*** Supplied records ***

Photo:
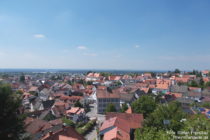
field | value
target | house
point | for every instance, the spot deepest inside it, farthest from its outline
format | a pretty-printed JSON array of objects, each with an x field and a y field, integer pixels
[
  {"x": 120, "y": 126},
  {"x": 34, "y": 90},
  {"x": 114, "y": 78},
  {"x": 104, "y": 98},
  {"x": 205, "y": 73},
  {"x": 44, "y": 94},
  {"x": 92, "y": 77},
  {"x": 179, "y": 89},
  {"x": 34, "y": 126},
  {"x": 194, "y": 89},
  {"x": 115, "y": 128},
  {"x": 196, "y": 96},
  {"x": 61, "y": 133},
  {"x": 76, "y": 114},
  {"x": 59, "y": 109}
]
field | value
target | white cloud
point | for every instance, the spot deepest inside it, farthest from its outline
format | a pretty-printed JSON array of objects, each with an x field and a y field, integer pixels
[
  {"x": 90, "y": 54},
  {"x": 82, "y": 47},
  {"x": 39, "y": 36}
]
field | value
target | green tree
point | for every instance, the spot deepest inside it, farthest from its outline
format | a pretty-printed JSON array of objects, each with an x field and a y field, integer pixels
[
  {"x": 110, "y": 108},
  {"x": 124, "y": 107},
  {"x": 166, "y": 117},
  {"x": 151, "y": 133},
  {"x": 11, "y": 124},
  {"x": 145, "y": 104},
  {"x": 197, "y": 123},
  {"x": 201, "y": 83}
]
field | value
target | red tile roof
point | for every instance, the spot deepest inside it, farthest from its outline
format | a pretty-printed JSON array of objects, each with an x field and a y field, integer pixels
[
  {"x": 135, "y": 120},
  {"x": 117, "y": 134},
  {"x": 106, "y": 94},
  {"x": 67, "y": 133}
]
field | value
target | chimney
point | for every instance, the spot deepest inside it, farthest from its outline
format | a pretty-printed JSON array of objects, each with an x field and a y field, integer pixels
[{"x": 64, "y": 126}]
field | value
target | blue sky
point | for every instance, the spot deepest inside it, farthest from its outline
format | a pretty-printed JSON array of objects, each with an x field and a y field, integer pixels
[{"x": 105, "y": 34}]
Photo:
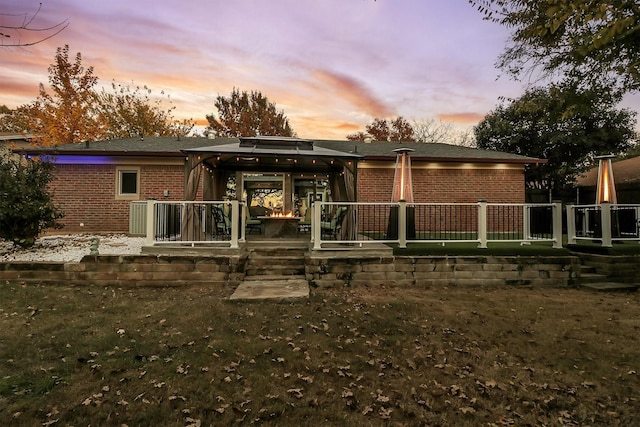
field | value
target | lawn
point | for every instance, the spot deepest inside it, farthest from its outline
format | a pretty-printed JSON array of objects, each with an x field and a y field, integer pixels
[{"x": 363, "y": 356}]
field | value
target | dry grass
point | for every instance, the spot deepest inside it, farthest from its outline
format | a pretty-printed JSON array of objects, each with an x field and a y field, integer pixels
[{"x": 508, "y": 356}]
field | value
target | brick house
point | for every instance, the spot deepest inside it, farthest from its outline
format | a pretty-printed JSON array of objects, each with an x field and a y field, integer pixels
[{"x": 97, "y": 181}]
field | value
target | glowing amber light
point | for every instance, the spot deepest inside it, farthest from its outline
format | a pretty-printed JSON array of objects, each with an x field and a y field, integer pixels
[
  {"x": 402, "y": 183},
  {"x": 606, "y": 188},
  {"x": 281, "y": 215}
]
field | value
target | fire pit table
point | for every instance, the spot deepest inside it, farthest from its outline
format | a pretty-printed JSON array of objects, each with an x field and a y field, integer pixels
[{"x": 280, "y": 226}]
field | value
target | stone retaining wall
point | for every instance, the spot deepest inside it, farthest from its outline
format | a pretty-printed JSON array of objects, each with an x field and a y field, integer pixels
[
  {"x": 349, "y": 270},
  {"x": 625, "y": 269},
  {"x": 324, "y": 271},
  {"x": 130, "y": 270}
]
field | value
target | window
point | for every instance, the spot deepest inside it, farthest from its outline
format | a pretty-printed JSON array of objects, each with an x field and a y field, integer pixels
[{"x": 128, "y": 183}]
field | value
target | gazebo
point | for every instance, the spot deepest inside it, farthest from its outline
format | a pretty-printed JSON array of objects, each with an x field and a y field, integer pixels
[{"x": 294, "y": 158}]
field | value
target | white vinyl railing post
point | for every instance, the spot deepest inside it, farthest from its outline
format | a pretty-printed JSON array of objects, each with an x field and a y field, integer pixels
[
  {"x": 316, "y": 226},
  {"x": 151, "y": 207},
  {"x": 605, "y": 223},
  {"x": 526, "y": 218},
  {"x": 557, "y": 224},
  {"x": 402, "y": 224},
  {"x": 482, "y": 224},
  {"x": 235, "y": 223},
  {"x": 571, "y": 224}
]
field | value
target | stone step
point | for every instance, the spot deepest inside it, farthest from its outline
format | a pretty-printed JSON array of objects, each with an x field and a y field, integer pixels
[
  {"x": 278, "y": 253},
  {"x": 586, "y": 269},
  {"x": 611, "y": 286},
  {"x": 274, "y": 277},
  {"x": 592, "y": 278},
  {"x": 280, "y": 270},
  {"x": 271, "y": 289}
]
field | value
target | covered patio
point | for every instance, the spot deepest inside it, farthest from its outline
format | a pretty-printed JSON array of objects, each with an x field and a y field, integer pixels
[{"x": 262, "y": 162}]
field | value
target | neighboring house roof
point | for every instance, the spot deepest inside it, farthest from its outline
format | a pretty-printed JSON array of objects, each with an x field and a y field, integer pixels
[
  {"x": 624, "y": 172},
  {"x": 377, "y": 150},
  {"x": 15, "y": 140}
]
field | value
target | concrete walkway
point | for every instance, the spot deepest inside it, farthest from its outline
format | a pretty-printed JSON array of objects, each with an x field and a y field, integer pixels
[{"x": 271, "y": 289}]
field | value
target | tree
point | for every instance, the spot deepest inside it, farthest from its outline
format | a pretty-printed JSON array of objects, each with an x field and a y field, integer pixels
[
  {"x": 247, "y": 114},
  {"x": 566, "y": 125},
  {"x": 11, "y": 32},
  {"x": 26, "y": 207},
  {"x": 73, "y": 112},
  {"x": 439, "y": 131},
  {"x": 397, "y": 129},
  {"x": 67, "y": 115},
  {"x": 129, "y": 112},
  {"x": 583, "y": 40}
]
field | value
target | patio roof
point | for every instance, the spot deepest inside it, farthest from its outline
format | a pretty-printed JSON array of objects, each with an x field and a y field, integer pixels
[
  {"x": 273, "y": 154},
  {"x": 376, "y": 150}
]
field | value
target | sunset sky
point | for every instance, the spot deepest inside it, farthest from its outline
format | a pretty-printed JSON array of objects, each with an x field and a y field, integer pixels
[{"x": 331, "y": 65}]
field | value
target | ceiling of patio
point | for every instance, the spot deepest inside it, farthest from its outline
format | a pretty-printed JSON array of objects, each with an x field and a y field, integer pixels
[{"x": 274, "y": 154}]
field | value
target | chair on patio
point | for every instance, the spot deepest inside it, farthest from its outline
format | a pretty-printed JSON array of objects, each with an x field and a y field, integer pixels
[
  {"x": 222, "y": 221},
  {"x": 252, "y": 223},
  {"x": 305, "y": 223},
  {"x": 333, "y": 227}
]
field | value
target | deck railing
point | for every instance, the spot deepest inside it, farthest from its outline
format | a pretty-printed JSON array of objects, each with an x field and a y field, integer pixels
[
  {"x": 604, "y": 222},
  {"x": 190, "y": 223},
  {"x": 348, "y": 225},
  {"x": 403, "y": 223}
]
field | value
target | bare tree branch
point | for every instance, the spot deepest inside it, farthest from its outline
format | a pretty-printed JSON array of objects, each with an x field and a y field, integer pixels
[{"x": 13, "y": 31}]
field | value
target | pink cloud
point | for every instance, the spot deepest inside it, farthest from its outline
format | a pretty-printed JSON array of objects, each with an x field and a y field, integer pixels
[
  {"x": 354, "y": 92},
  {"x": 461, "y": 118}
]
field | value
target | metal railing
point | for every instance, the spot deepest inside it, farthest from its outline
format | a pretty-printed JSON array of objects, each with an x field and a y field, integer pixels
[
  {"x": 604, "y": 222},
  {"x": 402, "y": 223}
]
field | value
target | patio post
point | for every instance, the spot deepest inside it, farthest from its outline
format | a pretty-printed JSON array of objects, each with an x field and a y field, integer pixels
[
  {"x": 235, "y": 225},
  {"x": 571, "y": 224},
  {"x": 605, "y": 223},
  {"x": 315, "y": 224},
  {"x": 482, "y": 224},
  {"x": 151, "y": 207},
  {"x": 557, "y": 224},
  {"x": 402, "y": 224}
]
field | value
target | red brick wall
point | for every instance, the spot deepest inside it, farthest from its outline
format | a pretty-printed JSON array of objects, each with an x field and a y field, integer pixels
[
  {"x": 86, "y": 194},
  {"x": 495, "y": 185}
]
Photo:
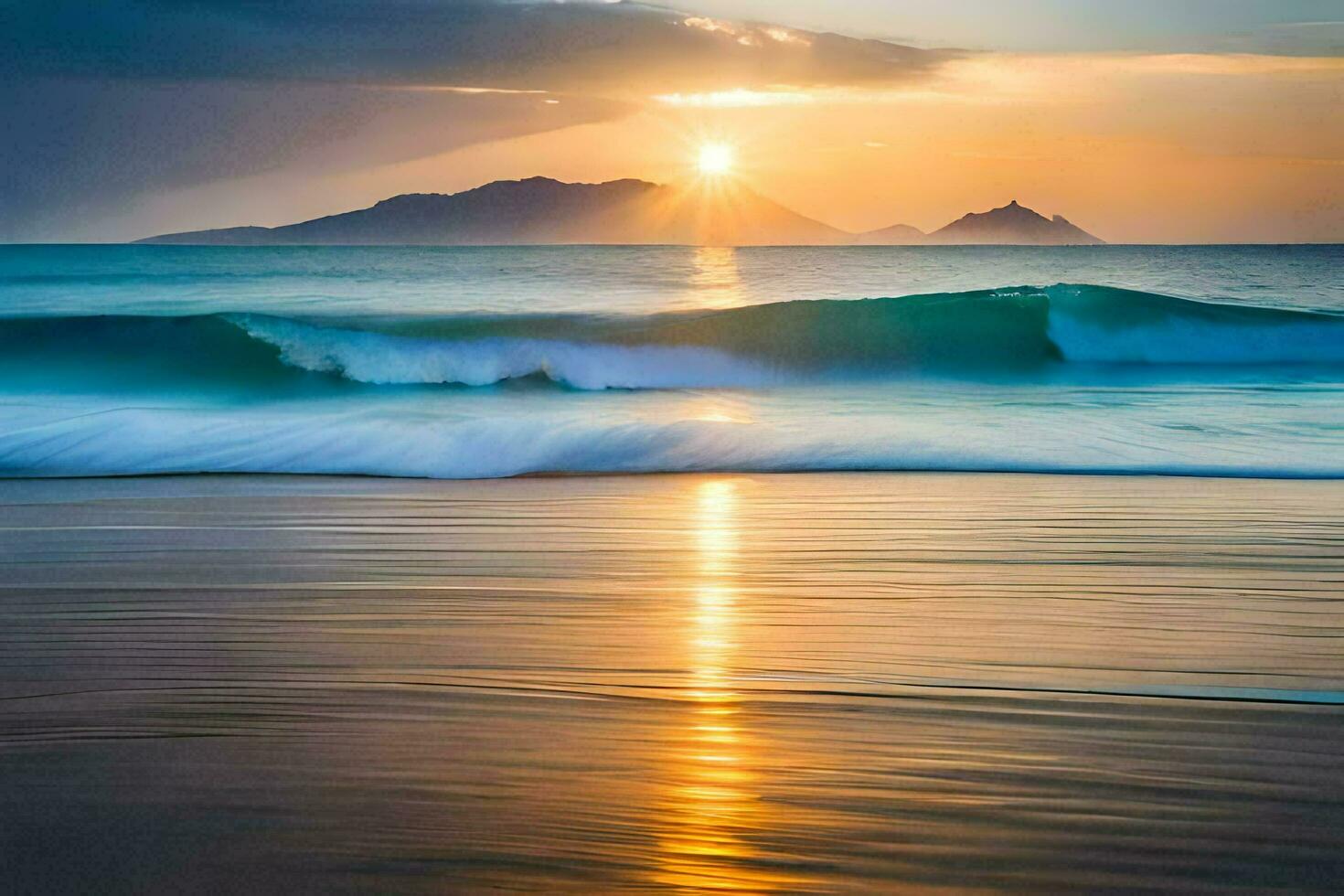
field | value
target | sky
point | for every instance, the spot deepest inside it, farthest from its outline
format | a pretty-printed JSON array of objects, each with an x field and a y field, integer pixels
[{"x": 1141, "y": 121}]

*** End of Supplied records ***

*Activity*.
From the opening line of the entries above to the line that holds "target | green tree", inclusive, reproduce each line exactly and omit any picture.

*Solution to this task*.
Photo:
field | value
target | house
point | for every instance, the spot deepest inside it, farthest from its outline
format | a pretty-printed JSON array of objects, each with an x field and a y field, integer pixels
[
  {"x": 120, "y": 126},
  {"x": 34, "y": 90},
  {"x": 114, "y": 78},
  {"x": 104, "y": 98},
  {"x": 205, "y": 73},
  {"x": 44, "y": 94},
  {"x": 92, "y": 77},
  {"x": 179, "y": 89},
  {"x": 34, "y": 126},
  {"x": 194, "y": 89},
  {"x": 115, "y": 128},
  {"x": 196, "y": 96},
  {"x": 61, "y": 133},
  {"x": 76, "y": 114},
  {"x": 59, "y": 109}
]
field | value
target | white cloud
point | for every instance, the spot deepest inside it, farthest from its outline
format | a pretty-printed JSON array of objects, each with an x field and a y field, integer pixels
[
  {"x": 90, "y": 54},
  {"x": 82, "y": 47},
  {"x": 39, "y": 36}
]
field | value
target | green tree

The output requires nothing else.